## LISTED RECORDS
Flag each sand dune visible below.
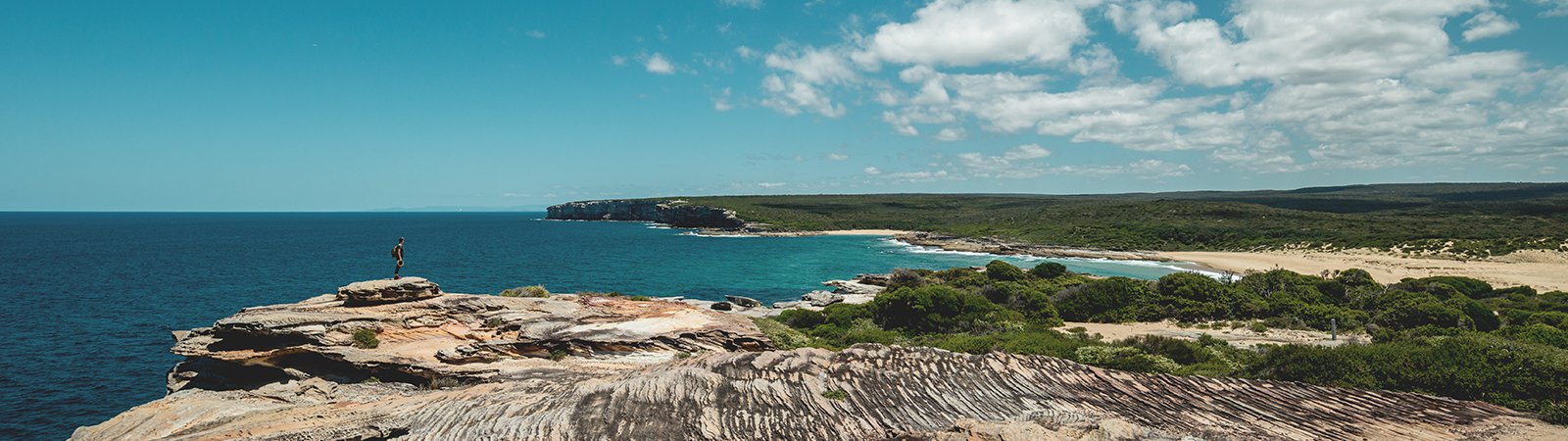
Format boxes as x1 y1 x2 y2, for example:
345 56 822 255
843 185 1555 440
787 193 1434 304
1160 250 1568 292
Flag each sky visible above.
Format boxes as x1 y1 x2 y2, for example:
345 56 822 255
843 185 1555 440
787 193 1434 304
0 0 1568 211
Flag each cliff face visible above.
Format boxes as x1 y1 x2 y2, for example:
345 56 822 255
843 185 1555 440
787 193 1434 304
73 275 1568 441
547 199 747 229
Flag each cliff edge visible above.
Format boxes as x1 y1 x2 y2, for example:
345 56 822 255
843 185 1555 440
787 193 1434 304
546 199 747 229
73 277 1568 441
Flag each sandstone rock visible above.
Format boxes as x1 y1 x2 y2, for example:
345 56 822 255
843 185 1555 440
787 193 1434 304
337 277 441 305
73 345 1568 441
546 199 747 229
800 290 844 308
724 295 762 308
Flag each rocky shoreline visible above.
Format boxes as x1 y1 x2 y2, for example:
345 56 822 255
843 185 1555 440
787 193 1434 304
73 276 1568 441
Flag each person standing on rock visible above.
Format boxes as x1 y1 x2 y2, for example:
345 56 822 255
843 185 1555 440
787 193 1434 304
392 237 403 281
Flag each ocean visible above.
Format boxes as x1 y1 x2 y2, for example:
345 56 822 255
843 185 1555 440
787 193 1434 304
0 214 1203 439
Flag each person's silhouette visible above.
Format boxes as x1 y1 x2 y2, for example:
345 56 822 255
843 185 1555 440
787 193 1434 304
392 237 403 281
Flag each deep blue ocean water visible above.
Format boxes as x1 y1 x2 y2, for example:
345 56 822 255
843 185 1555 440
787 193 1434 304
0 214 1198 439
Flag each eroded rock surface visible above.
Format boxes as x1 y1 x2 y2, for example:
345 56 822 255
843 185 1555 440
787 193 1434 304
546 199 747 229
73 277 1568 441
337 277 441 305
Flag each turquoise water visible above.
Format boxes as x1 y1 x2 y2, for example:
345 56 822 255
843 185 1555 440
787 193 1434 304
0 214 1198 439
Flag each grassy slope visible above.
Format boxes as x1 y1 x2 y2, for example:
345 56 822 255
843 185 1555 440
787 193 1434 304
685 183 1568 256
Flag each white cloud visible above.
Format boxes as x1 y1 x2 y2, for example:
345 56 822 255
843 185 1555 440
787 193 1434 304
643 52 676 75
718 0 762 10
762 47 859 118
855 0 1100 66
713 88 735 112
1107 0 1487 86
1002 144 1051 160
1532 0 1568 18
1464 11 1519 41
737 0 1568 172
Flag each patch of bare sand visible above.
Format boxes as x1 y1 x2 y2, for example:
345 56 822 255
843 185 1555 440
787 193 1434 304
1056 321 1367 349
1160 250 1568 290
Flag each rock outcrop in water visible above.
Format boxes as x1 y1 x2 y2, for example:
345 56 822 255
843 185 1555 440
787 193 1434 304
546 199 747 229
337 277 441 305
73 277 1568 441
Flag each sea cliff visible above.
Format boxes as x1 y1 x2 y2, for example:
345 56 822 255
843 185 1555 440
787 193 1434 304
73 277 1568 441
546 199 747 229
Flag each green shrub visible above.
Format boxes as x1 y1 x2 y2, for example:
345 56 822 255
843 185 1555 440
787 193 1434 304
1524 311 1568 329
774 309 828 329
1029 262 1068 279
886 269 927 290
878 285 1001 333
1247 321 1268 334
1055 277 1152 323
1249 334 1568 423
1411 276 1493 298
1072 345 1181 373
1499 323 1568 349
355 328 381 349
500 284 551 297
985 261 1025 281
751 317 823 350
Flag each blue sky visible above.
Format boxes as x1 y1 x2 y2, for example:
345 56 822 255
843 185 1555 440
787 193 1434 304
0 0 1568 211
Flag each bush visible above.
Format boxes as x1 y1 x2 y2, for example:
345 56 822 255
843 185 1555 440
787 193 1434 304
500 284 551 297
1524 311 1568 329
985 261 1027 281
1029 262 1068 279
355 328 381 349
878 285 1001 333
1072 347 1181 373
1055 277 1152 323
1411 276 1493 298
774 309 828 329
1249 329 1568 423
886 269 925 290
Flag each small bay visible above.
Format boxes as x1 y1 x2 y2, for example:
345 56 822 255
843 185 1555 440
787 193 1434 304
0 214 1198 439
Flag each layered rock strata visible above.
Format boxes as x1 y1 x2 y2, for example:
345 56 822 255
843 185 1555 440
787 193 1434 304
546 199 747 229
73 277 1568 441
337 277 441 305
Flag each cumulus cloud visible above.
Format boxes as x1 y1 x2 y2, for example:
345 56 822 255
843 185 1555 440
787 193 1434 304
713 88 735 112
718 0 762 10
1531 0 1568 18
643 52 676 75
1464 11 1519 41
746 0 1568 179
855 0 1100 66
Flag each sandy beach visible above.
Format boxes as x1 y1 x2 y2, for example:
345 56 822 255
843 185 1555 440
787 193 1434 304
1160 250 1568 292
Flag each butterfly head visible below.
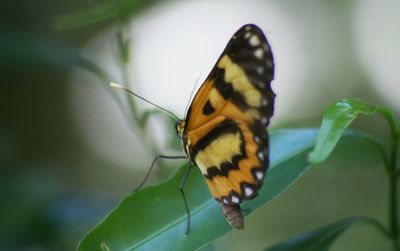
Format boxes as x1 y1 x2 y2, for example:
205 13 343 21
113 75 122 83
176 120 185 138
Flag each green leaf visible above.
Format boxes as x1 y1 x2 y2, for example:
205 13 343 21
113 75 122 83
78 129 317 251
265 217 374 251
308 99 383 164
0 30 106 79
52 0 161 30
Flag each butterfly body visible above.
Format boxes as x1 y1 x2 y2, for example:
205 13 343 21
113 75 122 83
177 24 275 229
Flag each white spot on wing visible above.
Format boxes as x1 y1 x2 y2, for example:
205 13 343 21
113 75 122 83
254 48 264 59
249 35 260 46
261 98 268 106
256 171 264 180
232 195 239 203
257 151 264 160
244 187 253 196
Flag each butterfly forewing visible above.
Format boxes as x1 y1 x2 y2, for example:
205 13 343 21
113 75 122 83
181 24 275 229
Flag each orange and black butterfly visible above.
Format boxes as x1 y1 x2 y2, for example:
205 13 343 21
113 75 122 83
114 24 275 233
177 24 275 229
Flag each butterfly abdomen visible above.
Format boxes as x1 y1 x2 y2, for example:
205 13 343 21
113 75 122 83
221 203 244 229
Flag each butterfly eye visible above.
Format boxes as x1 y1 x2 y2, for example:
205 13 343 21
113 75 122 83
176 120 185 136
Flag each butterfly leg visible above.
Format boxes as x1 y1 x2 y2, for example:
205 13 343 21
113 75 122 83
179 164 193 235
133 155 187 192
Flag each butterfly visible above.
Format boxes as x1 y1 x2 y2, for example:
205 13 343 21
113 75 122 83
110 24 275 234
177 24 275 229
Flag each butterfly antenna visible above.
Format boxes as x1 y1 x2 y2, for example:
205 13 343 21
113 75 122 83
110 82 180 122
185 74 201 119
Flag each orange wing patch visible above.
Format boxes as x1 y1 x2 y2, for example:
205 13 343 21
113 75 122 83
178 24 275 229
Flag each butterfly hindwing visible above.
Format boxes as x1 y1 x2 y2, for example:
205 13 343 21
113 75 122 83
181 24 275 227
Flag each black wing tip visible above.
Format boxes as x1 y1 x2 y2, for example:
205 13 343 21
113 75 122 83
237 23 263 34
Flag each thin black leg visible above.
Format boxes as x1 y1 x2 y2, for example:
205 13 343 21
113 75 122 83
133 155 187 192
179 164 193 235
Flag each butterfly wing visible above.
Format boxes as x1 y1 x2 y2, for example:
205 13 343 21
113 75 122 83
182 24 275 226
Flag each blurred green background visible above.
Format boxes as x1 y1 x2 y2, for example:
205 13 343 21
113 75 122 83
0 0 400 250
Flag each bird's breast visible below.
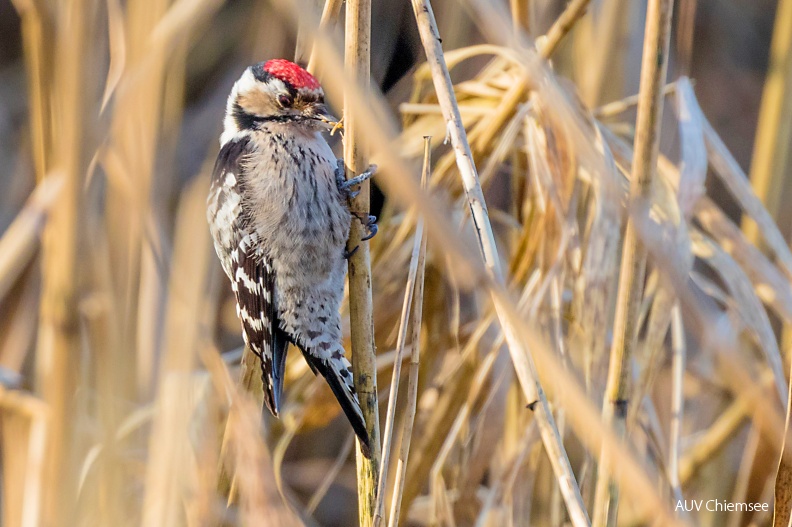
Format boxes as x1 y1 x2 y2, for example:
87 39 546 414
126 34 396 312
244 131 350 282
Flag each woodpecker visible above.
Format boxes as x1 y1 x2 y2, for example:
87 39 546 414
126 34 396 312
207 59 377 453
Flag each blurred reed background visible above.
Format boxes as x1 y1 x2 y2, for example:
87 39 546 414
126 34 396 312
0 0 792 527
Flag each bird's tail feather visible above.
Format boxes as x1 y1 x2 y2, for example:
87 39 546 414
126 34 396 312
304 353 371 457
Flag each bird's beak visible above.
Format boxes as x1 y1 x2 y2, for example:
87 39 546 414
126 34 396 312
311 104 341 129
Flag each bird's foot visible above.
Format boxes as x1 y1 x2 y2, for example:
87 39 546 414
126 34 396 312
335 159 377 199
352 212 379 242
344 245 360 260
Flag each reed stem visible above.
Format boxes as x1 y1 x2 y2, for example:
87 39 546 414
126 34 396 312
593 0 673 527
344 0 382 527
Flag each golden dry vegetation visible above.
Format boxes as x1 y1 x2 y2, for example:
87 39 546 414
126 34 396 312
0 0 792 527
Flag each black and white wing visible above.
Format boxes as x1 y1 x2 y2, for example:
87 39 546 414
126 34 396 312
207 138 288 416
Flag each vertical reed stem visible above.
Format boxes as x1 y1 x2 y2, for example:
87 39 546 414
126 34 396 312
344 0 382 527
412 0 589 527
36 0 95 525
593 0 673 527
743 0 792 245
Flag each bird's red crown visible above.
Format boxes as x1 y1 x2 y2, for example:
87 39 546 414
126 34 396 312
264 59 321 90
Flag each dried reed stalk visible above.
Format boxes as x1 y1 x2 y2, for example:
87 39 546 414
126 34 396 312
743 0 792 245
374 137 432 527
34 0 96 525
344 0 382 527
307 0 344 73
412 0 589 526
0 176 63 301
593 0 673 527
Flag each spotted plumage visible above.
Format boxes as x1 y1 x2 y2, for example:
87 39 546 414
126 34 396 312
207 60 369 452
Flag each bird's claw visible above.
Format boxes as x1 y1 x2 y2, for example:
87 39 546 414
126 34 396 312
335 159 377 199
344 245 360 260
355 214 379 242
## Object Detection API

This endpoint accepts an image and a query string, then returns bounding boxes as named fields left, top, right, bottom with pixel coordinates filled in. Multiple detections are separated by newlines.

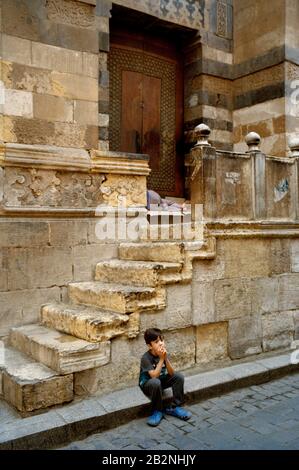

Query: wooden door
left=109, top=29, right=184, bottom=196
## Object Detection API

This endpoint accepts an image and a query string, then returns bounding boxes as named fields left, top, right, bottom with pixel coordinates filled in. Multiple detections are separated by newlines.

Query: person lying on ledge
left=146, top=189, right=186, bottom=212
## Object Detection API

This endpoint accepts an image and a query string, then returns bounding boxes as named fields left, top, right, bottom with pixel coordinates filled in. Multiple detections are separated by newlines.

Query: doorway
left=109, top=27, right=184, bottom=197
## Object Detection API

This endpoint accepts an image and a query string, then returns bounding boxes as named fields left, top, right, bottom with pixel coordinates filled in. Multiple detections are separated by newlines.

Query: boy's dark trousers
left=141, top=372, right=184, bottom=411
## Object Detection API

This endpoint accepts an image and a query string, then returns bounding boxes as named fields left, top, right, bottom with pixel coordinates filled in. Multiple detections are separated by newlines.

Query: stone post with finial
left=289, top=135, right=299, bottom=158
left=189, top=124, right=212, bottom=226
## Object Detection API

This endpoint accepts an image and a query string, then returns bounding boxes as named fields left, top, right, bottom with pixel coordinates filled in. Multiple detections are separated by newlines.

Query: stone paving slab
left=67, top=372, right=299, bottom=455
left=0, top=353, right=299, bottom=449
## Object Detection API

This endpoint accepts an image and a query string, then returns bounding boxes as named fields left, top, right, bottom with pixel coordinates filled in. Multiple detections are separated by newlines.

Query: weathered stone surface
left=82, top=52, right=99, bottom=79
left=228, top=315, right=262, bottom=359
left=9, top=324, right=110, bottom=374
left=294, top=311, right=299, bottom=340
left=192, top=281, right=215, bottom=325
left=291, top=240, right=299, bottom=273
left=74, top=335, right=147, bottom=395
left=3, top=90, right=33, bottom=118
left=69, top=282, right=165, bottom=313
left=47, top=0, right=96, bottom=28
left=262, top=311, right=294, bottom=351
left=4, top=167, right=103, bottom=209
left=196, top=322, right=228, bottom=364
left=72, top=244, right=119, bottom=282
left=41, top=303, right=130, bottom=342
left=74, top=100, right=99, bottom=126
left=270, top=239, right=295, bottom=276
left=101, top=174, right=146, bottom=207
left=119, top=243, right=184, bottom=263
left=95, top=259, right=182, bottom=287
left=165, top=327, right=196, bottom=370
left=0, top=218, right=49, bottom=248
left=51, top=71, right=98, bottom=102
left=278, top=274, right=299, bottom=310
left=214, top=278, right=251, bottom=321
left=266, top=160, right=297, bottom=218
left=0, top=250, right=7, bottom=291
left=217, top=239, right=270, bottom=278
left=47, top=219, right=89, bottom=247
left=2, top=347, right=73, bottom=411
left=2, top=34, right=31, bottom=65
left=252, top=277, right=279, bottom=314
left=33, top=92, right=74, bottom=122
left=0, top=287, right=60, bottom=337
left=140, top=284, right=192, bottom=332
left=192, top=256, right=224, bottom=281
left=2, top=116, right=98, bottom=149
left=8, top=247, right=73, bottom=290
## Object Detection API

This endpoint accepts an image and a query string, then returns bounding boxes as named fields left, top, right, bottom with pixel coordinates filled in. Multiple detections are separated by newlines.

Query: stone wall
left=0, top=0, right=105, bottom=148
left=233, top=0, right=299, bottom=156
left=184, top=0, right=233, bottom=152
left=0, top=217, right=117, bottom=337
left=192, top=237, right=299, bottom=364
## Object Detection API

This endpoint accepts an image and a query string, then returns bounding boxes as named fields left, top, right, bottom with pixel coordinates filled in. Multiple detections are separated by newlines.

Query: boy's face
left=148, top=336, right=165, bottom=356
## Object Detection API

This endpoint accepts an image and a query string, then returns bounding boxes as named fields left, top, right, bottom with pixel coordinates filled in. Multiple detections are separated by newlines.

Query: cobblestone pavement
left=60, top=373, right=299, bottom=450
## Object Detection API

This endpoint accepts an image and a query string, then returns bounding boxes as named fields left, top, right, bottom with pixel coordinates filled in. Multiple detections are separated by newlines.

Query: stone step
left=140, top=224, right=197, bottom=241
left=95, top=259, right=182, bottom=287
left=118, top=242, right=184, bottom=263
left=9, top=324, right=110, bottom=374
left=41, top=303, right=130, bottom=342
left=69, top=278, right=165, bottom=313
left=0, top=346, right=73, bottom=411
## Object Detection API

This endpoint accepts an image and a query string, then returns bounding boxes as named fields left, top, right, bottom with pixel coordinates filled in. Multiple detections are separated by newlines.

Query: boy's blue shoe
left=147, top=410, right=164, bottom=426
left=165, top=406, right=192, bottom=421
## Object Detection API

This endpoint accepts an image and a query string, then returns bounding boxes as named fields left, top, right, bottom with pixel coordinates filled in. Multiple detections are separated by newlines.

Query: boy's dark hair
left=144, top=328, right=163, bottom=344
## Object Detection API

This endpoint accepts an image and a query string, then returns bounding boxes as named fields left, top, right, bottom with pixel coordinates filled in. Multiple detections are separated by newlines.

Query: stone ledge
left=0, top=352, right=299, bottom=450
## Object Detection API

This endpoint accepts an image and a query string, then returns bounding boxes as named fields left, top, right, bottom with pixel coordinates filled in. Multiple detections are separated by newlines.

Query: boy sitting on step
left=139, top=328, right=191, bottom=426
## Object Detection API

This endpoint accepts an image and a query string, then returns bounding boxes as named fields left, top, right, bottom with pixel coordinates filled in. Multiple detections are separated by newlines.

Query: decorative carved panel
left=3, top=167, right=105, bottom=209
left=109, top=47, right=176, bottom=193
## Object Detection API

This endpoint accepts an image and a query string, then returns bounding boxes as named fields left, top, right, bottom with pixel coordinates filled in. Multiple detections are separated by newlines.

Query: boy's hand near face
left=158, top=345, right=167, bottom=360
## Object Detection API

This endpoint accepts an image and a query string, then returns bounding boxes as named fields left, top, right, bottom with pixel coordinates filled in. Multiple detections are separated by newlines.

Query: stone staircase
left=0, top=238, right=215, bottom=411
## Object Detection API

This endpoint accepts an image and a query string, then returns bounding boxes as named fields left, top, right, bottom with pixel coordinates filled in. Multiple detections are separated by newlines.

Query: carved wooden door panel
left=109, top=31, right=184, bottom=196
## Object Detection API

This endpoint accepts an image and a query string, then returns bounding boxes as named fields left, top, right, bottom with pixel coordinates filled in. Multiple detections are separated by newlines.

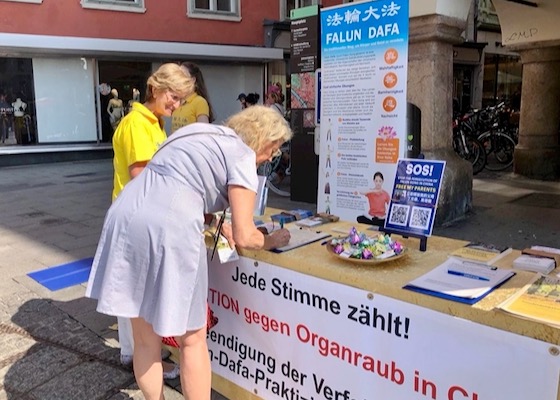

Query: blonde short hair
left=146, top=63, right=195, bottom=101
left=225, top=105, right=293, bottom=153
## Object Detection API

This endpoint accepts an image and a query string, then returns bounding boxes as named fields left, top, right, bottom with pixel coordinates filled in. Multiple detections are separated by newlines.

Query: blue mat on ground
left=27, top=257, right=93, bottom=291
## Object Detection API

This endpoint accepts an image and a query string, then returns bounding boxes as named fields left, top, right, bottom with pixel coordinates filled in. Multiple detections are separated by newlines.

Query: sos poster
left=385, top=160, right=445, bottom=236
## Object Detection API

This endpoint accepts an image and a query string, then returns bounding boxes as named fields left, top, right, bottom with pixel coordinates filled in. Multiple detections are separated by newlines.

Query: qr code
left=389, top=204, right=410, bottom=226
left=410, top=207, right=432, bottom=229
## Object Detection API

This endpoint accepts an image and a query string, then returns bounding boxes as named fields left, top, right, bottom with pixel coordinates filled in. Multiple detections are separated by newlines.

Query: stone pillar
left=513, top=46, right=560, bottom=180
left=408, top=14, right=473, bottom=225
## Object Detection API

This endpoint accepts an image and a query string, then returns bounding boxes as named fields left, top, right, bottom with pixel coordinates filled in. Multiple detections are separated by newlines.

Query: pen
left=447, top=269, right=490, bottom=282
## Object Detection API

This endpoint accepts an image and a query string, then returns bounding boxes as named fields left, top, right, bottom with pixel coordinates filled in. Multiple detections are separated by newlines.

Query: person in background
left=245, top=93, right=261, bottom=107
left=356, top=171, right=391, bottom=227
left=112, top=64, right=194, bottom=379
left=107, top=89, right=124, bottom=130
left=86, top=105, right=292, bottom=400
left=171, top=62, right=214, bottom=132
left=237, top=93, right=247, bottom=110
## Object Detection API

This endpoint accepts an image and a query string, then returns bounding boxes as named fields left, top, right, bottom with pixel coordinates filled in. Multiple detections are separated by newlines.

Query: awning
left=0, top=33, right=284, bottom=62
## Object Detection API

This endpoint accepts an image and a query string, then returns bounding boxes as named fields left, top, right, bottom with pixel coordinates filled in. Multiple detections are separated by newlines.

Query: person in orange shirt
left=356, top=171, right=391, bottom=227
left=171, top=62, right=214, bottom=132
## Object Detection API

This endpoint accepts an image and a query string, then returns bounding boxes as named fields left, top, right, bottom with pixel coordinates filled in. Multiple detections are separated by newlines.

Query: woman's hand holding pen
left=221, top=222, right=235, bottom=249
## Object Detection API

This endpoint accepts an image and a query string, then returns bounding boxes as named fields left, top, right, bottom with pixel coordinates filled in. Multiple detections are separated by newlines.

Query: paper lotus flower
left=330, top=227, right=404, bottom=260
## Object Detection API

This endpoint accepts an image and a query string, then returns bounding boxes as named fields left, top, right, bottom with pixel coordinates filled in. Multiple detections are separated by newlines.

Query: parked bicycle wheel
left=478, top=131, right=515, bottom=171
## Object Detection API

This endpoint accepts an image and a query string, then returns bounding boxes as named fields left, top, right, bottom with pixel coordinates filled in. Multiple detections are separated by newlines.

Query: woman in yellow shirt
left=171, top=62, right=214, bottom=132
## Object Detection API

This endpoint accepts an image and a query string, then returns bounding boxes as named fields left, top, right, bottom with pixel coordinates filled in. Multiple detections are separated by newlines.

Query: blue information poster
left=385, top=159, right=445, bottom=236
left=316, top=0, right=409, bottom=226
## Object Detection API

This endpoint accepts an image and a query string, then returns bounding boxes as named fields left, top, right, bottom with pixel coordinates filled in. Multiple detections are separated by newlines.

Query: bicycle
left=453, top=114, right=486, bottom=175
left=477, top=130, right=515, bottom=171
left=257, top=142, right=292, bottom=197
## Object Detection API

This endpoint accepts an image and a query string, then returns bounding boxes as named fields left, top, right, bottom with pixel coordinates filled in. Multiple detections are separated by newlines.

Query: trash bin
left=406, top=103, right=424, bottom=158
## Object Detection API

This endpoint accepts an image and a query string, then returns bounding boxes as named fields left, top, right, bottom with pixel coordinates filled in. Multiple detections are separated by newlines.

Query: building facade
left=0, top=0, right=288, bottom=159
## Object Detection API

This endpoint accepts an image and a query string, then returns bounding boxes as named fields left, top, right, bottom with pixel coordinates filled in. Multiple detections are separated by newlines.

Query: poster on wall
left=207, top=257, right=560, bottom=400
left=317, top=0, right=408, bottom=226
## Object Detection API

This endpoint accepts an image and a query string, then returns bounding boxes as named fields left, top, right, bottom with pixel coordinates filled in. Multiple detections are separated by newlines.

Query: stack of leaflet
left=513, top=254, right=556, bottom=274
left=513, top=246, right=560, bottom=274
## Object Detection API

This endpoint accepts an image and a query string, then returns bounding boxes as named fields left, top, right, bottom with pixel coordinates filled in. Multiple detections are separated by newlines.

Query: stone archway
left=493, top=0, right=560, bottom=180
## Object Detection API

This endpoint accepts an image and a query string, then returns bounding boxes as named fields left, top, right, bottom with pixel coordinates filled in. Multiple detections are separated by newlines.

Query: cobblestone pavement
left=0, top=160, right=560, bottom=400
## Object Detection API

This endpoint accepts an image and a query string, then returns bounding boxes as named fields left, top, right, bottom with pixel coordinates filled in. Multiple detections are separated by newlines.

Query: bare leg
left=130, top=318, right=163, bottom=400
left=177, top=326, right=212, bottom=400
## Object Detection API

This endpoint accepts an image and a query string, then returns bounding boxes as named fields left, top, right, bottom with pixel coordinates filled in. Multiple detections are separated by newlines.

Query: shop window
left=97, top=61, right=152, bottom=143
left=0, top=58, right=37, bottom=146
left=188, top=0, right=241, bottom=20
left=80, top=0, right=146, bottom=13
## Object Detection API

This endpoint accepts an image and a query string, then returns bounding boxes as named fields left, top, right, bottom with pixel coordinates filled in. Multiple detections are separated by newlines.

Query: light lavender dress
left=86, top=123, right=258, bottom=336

## GOAL
Could you copy the records word for word, beginning at their very first line and stopping after the line that contains "737 0 1568 172", with the pictures left out?

## EXERCISE OUTPUT
Flag each sand dune visible below.
Format boxes as x1 y1 x2 y2, for example:
345 56 822 255
843 185 1555 440
787 193 1434 304
1160 250 1568 292
Flag each sky visible above.
Format boxes as x1 y1 x2 y2, for example:
345 56 822 255
843 185 1555 440
787 193 1434 304
0 0 1568 211
Flag each cliff face visible above.
Format boxes as x1 y1 x2 y2, for example:
345 56 822 255
843 185 1555 440
787 193 1434 304
73 275 1568 441
547 199 747 229
Flag each cliff edge visible above.
Format boxes as x1 y1 x2 y2, for example:
345 56 822 255
843 185 1555 440
787 193 1434 304
546 199 747 229
73 277 1568 441
Flag each sandstone rock visible above.
Format boxes as x1 y1 x2 y2, for example:
345 56 822 255
843 185 1555 440
787 193 1434 304
337 277 441 305
73 345 1568 441
546 199 747 229
800 290 844 308
724 295 762 308
Flag each rocky shoreline visible above.
Format boxes as x1 y1 x2 y2, for example:
345 56 822 255
843 185 1555 440
787 193 1434 304
73 276 1568 441
Flag each person standing on rock visible above.
Format boxes as x1 y1 x2 y2, for example:
345 56 822 255
843 185 1555 440
787 193 1434 304
392 237 403 281
Flag each ocean visible above.
Format boxes as x1 y1 x2 y2, for example:
345 56 822 255
843 185 1555 440
787 193 1434 304
0 214 1203 439
Flag each person's silhouette visible above.
Format boxes as x1 y1 x2 y2, for example:
345 56 822 255
843 185 1555 440
787 193 1434 304
392 237 403 281
Flag each deep blue ocean water visible above.
Format boxes as x1 y1 x2 y2, for example:
345 56 822 255
843 185 1555 440
787 193 1434 304
0 214 1198 439
Flag each eroded rock surface visible above.
Format boxes as x1 y1 x2 y2, for example:
345 56 822 255
843 185 1555 440
787 193 1434 304
546 199 747 229
73 277 1568 441
337 277 441 305
Flag each turquoise water visible above.
Format boxes as x1 y1 x2 y2, for example:
345 56 822 255
843 185 1555 440
787 193 1434 304
0 214 1198 439
Flag each grassy slope visible above.
Format boxes as x1 y1 x2 y2, for example:
345 56 822 255
843 185 1555 440
787 193 1434 304
685 183 1568 256
Flag each white cloud visible above.
Format boxes as x1 y1 x2 y2, for example:
345 56 822 255
843 185 1555 440
787 193 1434 304
643 52 676 75
718 0 762 10
762 47 859 118
855 0 1100 66
713 88 735 112
1107 0 1487 86
1002 144 1051 160
1532 0 1568 18
1464 11 1519 41
737 0 1568 172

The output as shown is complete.